> **WORK REQUEST**
Your answer should be the data below, reproduced with nothing changed.
ENTRIES SUPPLIED below:
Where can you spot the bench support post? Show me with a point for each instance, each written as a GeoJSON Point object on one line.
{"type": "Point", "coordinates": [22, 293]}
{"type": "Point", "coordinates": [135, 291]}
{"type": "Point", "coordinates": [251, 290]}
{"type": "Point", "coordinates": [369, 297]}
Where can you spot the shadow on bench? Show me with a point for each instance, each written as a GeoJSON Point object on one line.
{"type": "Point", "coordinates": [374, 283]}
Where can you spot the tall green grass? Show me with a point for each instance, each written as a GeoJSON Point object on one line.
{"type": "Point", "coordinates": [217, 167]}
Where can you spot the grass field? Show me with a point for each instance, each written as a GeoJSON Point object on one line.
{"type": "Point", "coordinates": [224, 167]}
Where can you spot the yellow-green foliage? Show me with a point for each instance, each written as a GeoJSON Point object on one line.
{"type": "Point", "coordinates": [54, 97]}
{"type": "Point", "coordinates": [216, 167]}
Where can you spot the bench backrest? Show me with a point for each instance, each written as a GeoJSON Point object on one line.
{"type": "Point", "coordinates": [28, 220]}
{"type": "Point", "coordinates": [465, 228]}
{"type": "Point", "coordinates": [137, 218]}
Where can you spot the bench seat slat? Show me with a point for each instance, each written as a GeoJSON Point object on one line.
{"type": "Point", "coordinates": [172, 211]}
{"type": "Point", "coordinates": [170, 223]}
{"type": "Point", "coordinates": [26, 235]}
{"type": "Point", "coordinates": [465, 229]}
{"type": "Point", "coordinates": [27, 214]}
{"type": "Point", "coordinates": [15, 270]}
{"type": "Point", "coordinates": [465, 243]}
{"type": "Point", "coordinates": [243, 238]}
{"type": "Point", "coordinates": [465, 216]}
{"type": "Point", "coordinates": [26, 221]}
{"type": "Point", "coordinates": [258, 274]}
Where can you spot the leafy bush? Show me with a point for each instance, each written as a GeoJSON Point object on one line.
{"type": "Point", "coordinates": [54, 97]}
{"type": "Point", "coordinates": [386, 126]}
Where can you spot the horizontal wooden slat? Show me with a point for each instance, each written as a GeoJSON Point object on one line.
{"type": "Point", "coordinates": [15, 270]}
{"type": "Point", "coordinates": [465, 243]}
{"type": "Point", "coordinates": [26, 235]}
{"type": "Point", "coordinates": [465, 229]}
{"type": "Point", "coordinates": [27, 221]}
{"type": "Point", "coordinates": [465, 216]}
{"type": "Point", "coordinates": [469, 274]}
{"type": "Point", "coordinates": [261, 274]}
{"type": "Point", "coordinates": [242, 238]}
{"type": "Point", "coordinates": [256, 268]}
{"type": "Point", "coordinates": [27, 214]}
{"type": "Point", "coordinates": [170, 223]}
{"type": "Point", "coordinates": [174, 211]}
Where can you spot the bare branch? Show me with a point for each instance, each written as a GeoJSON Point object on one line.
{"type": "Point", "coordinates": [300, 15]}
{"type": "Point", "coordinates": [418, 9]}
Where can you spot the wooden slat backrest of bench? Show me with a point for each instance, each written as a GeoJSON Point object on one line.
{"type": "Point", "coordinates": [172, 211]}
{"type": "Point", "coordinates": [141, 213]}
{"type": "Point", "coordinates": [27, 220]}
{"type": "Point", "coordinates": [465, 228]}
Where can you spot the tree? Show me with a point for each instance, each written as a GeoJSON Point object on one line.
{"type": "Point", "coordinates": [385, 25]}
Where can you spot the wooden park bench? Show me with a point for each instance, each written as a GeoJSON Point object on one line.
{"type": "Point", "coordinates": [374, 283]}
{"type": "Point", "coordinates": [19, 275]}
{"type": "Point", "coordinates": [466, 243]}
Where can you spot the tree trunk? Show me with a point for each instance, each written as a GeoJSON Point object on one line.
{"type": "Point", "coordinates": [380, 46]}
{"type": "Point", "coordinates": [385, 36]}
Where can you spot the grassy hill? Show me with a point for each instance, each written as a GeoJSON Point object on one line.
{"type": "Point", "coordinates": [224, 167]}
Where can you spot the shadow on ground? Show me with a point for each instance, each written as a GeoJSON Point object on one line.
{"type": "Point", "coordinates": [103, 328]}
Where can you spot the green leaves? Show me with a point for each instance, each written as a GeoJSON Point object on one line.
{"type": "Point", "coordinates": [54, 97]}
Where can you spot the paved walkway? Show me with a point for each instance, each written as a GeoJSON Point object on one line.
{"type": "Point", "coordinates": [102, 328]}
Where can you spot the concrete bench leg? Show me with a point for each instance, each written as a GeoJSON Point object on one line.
End of ENTRIES SUPPLIED.
> **SOLUTION TO THE EXERCISE**
Where can you spot the bench support post? Show me with a point for each instance, each written as a GeoJSON Point object on one line.
{"type": "Point", "coordinates": [22, 293]}
{"type": "Point", "coordinates": [135, 291]}
{"type": "Point", "coordinates": [251, 290]}
{"type": "Point", "coordinates": [369, 297]}
Where can you spot the shadow on bench? Show me with a point for each instance, each written as a GeoJSON Point object on one line.
{"type": "Point", "coordinates": [374, 283]}
Where can you spot the tall green grass? Show me with a point for each instance, each written as a GeoJSON Point object on one line.
{"type": "Point", "coordinates": [217, 167]}
Where can you spot the grass field? Show me with a point for each instance, each written as a GeoJSON Point object on one line.
{"type": "Point", "coordinates": [224, 167]}
Where can you spot the yellow-green foliage? Show me with a point for each instance, each written as a GeoJSON Point object on one line.
{"type": "Point", "coordinates": [54, 97]}
{"type": "Point", "coordinates": [216, 167]}
Where can you spot the bench backrest? Show me with a point for each instance, each written as a GeoJSON Point object on one line.
{"type": "Point", "coordinates": [28, 220]}
{"type": "Point", "coordinates": [465, 228]}
{"type": "Point", "coordinates": [137, 218]}
Where can you spot the bench seat slat? Show me with a point for each instance, each written as a GeoJSON Point object on one line.
{"type": "Point", "coordinates": [172, 211]}
{"type": "Point", "coordinates": [170, 223]}
{"type": "Point", "coordinates": [26, 235]}
{"type": "Point", "coordinates": [465, 229]}
{"type": "Point", "coordinates": [27, 214]}
{"type": "Point", "coordinates": [15, 270]}
{"type": "Point", "coordinates": [465, 243]}
{"type": "Point", "coordinates": [243, 238]}
{"type": "Point", "coordinates": [465, 216]}
{"type": "Point", "coordinates": [26, 221]}
{"type": "Point", "coordinates": [258, 274]}
Where can you spot the leafy bush? Show me with a point for each instance, each written as a GeoJSON Point object on one line.
{"type": "Point", "coordinates": [54, 97]}
{"type": "Point", "coordinates": [386, 126]}
Where can you spot the horizontal wooden slat? Show me with a point for each instance, each written as a GeoJSON Point object on one line.
{"type": "Point", "coordinates": [15, 270]}
{"type": "Point", "coordinates": [465, 243]}
{"type": "Point", "coordinates": [26, 235]}
{"type": "Point", "coordinates": [465, 229]}
{"type": "Point", "coordinates": [27, 221]}
{"type": "Point", "coordinates": [465, 216]}
{"type": "Point", "coordinates": [469, 274]}
{"type": "Point", "coordinates": [261, 274]}
{"type": "Point", "coordinates": [242, 238]}
{"type": "Point", "coordinates": [256, 268]}
{"type": "Point", "coordinates": [27, 214]}
{"type": "Point", "coordinates": [170, 223]}
{"type": "Point", "coordinates": [174, 211]}
Where can you spot the bare branch? Show me with a point for each instance, each written as a GeoJSON Point object on one line.
{"type": "Point", "coordinates": [300, 15]}
{"type": "Point", "coordinates": [418, 9]}
Where can you spot the wooden slat backrest of bench? Show me with a point for each instance, each written as a GeoJSON Point object on one line.
{"type": "Point", "coordinates": [172, 211]}
{"type": "Point", "coordinates": [141, 213]}
{"type": "Point", "coordinates": [27, 220]}
{"type": "Point", "coordinates": [465, 228]}
Where can you spot the tree? Show me with a point for each instance, each written as a GeoJSON Point object on one line.
{"type": "Point", "coordinates": [385, 25]}
Where can you spot the wooden park bench? Show me with a point for each instance, each written as a GeoJSON Point object on one line.
{"type": "Point", "coordinates": [374, 283]}
{"type": "Point", "coordinates": [19, 275]}
{"type": "Point", "coordinates": [466, 243]}
Where can you spot the tree trunk? Show me with a point for each instance, each written as a GeoJSON Point object on one line.
{"type": "Point", "coordinates": [380, 46]}
{"type": "Point", "coordinates": [385, 36]}
Where can you spot the grassy hill? Show me with a point for each instance, each written as a GeoJSON Point object on one line.
{"type": "Point", "coordinates": [224, 167]}
Where can you spot the shadow on ground? Show me with a point for each instance, each written as a GeoJSON Point object on one line.
{"type": "Point", "coordinates": [103, 328]}
Where can you spot the green leaves? Show me with a point for each instance, each written as a GeoJSON Point object on one line.
{"type": "Point", "coordinates": [54, 97]}
Where can you spot the paved walkway? Show me with a point for each instance, each written as a GeoJSON Point object on one line.
{"type": "Point", "coordinates": [102, 328]}
Where can you spot the concrete bench leg? Show me with a point for each instance, each written as a GeoJSON Point object on one line.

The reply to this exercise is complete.